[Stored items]
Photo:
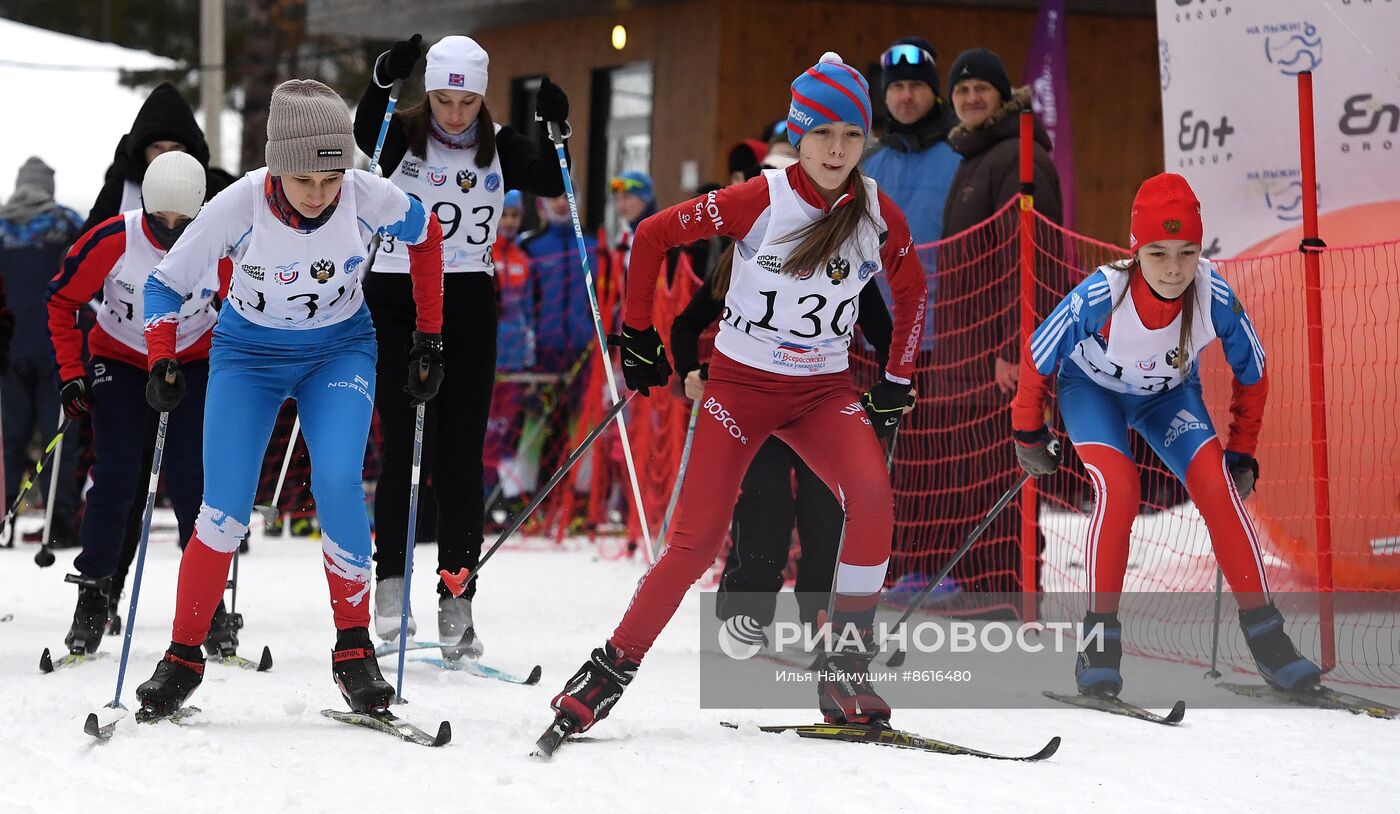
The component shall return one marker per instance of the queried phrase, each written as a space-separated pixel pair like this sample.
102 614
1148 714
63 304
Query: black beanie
924 72
980 63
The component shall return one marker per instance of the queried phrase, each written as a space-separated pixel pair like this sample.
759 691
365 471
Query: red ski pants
821 418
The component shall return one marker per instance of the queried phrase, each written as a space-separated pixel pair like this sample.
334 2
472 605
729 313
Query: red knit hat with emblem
1165 209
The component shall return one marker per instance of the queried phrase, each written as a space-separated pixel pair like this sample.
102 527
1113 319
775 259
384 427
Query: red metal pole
1311 248
1029 495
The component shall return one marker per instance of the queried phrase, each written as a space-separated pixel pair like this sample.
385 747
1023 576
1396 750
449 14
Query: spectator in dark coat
977 318
165 122
35 233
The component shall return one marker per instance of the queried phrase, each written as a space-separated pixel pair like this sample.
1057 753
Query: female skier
448 153
1133 332
808 240
767 505
115 257
296 325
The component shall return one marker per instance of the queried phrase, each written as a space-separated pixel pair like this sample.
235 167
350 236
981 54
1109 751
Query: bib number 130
814 311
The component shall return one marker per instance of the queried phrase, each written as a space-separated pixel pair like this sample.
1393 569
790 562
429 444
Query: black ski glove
550 102
885 405
167 385
399 62
1243 470
1036 451
644 362
76 395
424 367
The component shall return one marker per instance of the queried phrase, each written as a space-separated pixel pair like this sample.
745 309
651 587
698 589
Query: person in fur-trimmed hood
165 122
987 136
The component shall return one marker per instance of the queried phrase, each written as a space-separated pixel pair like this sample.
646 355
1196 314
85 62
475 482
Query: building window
620 119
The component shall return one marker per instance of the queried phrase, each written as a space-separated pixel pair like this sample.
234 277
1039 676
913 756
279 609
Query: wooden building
692 77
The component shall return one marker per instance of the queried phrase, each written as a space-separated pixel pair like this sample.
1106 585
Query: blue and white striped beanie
829 91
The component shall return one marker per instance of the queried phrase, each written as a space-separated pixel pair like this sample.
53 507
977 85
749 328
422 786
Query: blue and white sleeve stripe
1242 348
1068 322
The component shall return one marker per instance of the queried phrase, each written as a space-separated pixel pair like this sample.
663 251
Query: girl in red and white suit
807 240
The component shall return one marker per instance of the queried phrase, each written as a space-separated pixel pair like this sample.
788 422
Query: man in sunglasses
914 166
913 163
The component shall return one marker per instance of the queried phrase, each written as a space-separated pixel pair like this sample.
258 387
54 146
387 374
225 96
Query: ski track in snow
262 744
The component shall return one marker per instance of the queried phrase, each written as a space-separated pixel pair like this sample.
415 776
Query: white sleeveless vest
122 311
777 322
465 198
300 280
1137 359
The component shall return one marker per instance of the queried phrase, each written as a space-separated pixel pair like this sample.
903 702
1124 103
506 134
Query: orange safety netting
955 458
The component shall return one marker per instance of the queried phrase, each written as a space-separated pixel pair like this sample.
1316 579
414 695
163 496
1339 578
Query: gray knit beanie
35 174
308 129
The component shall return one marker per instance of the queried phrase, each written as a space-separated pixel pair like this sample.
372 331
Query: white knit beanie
457 63
308 129
174 182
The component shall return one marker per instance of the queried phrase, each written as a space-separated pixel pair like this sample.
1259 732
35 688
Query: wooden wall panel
1113 79
723 70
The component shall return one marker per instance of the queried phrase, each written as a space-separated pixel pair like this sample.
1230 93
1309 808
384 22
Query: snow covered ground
261 743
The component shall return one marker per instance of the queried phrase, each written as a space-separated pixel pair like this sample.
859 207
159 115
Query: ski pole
1215 633
681 478
557 138
412 533
374 160
49 451
898 657
140 561
457 582
44 556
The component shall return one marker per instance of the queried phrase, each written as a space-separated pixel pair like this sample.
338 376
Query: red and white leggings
822 419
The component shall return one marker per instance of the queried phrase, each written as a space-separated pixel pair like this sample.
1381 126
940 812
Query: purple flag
1047 73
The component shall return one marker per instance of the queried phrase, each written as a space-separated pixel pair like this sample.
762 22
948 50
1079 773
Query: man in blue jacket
564 322
914 166
913 163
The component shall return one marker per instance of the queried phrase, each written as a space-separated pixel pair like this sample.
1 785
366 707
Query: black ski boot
590 695
1096 668
177 677
223 632
90 615
1278 661
357 673
843 688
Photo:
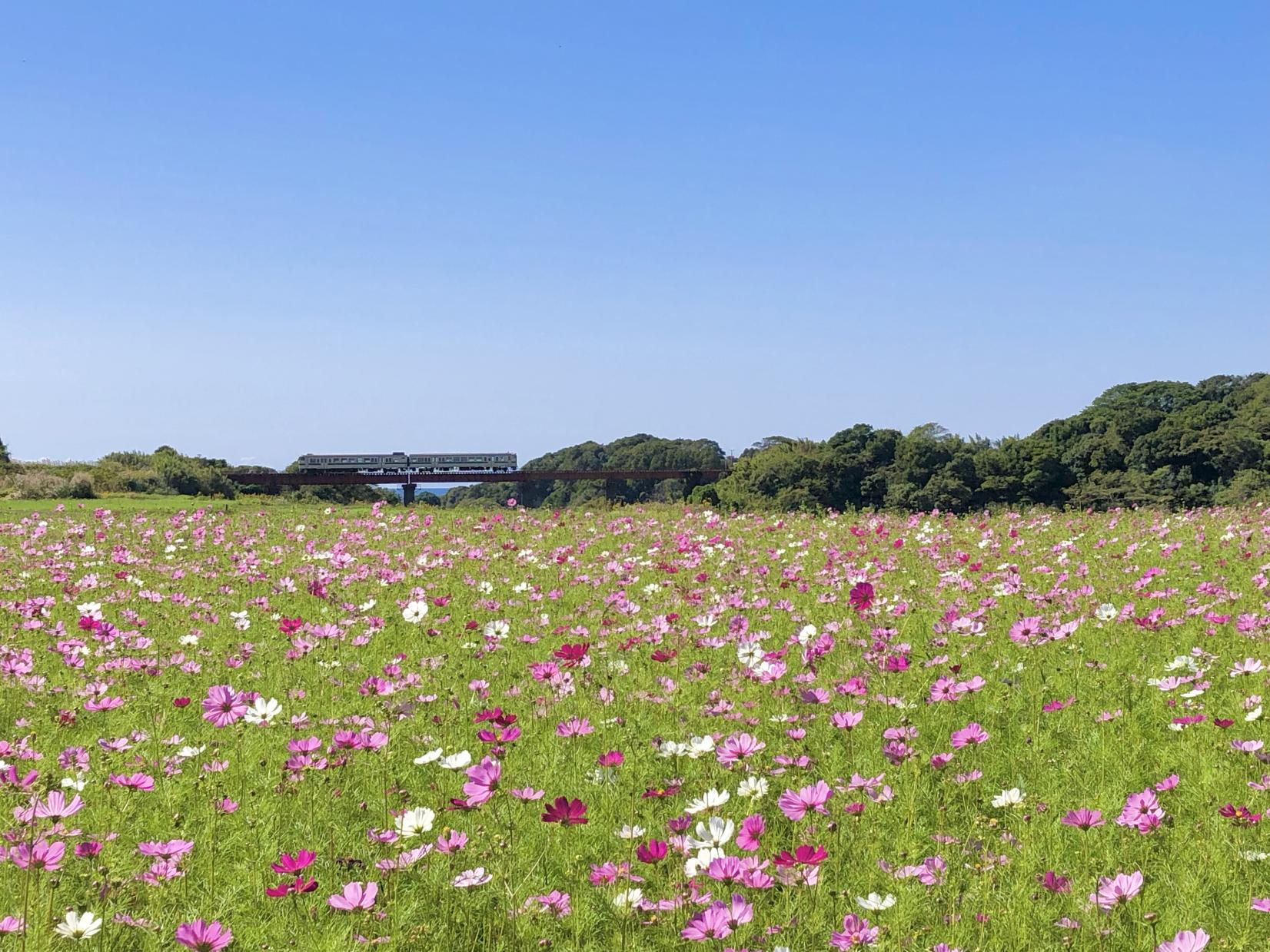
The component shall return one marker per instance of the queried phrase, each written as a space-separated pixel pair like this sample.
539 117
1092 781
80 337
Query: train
407 463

[WRITTEN REQUEST] Set down the records in full and exactly. Do not carry over any image.

[REPLY]
Photo:
The component shall return one marker per instance of the queried phrase, each written as a space-separated pixel pair like this sample.
102 614
1148 714
63 304
Query: black beanie
924 72
980 63
The component shall return one marker per instance of the queried phrase, each written as a space-separated pixel pair like this sample.
759 691
365 471
Query: red ski pants
821 418
The component shall return one marker per instance of the queried phrase, each written as a space-separated pixel pair like this sample.
334 2
472 605
729 313
Query: red knit hat with emblem
1165 209
The component shall return one marker per instance of the queried phrase, each written as a space-separated pixel pair like this sample.
102 527
1113 319
775 259
384 427
Query: red metal pole
1311 248
1029 495
The component shall return one marker per instance of the queried phrase, each written as a space-separated pixel pair like this sample.
385 747
1023 576
1396 750
449 14
Query: spectator in dark coat
977 318
165 122
35 233
The component shall return one marker per instance of the queried phrase, each written as a space-separated pixel pair like this sample.
1057 753
Query: female skier
448 153
1133 332
808 240
767 505
115 257
296 325
The component shall return one marker per instance of the queried phrase, each written as a space-separated pixel pair like this sample.
235 167
350 236
981 54
1109 751
Query: bib number 130
814 311
The component shall return one marker per instance of the queried phrase, each written as a space-separated pixel pair like this sample.
1393 569
790 562
429 444
Query: black ski glove
550 102
885 405
167 385
399 62
1243 470
1036 451
644 362
76 395
424 367
The component shall return one marker per instance of the queried phrase, each written as a space-separated pixel pair like this sample.
745 309
651 587
698 589
Query: person in fur-trimmed hood
165 122
987 136
The component shall return one marker per instance of the queried phrase, each written as a space-separated pixel pair like this sample.
646 355
1196 314
85 62
475 482
Query: building window
620 119
The component shall return one marker per instance of the queried phrase, each written as a space-separated pixel pair like this sample.
234 277
1039 676
913 756
279 609
Query: wooden building
692 77
The component shall return one marker per instance of the queried phrase, each written as a space-separated pixel pair like this sample.
1106 585
Query: blue and white striped beanie
829 91
The component shall return one marker per instance of the queried phrase, each written as a space-separated pixel pair like this sample.
53 507
977 85
749 328
422 786
Query: blue and white sleeve stripe
1242 348
1068 322
The component shall return one marker per instance of the queried phrase, each written as a space-separated pixel pair like this sample.
663 251
Query: girl in red and white suit
807 240
The component shall return one marker per instance of the queried phrase, each written as a space-separated pixel pair like this sample.
788 422
Query: man in sunglasses
914 166
913 163
The component shall return one marker per instance of the queried phrase, each written as a space-separated pixel pair like this sample.
258 387
54 146
387 374
225 96
Query: ski track in snow
262 744
The component shall return one marker per instance of the queried phrase, each written as a space-separated pixel pair like this sample.
415 776
Query: white sleeveless vest
122 311
777 322
465 198
300 280
1137 359
The component shall return one marker per instance of the queried phrase, each written as a space-separated pixel pair like this sample.
903 702
1124 103
506 134
Query: orange safety netting
955 458
The component shall return one marker per instance of the queried phrase, each written as a space-separated pixel pair like this sample.
1316 579
414 695
163 496
1339 578
Query: gray knit beanie
35 174
308 129
The component shall return one marker per instance of the queried phrase, each written as a space-separated pixel pair like this sample.
372 331
Query: white knit beanie
457 63
308 129
174 182
The component shall return one marker per instance of the queried phrase, each written as a space-separated pixel pair like this sample.
1259 732
35 688
Query: wooden wall panel
1113 79
723 70
The component shall return one marker per instance of the queried phrase, each written as a space-separated pixel pair like this sample.
1230 93
1309 808
384 22
Query: snow covered ground
261 743
The component shall return one marker per instance of the queried phrase, each written as a space-separated pixel pair like this sample.
859 207
159 115
Query: ski pole
1215 633
681 478
557 138
412 533
374 160
49 451
898 657
140 561
457 582
44 556
The component shall return one marker per instance of the queried phrase, each written as a space-separated pixel pair like this sample.
338 376
Query: red and white leggings
822 419
The component shall return one marker per instance of the queried phrase, each written as a space-separated pixel pair like this sample.
1381 126
940 812
Query: purple flag
1047 73
The component shall return one marker per instance of the queried phrase, each written as a space-separated pixel pair like this sample.
762 22
948 50
1079 773
Query: man in blue jacket
564 322
914 166
913 163
The component shall return one marker per instance of the queried phrase, each written as a space-separated pixel pair like this sample.
1 785
366 707
Query: black ski boot
590 695
1096 668
177 677
223 632
90 615
1278 661
357 673
843 688
Photo:
The component shall return one marker per instance of the queried phrase, each written as a space-separated pixel pair like this sample.
539 117
1092 781
80 337
Query: train
407 463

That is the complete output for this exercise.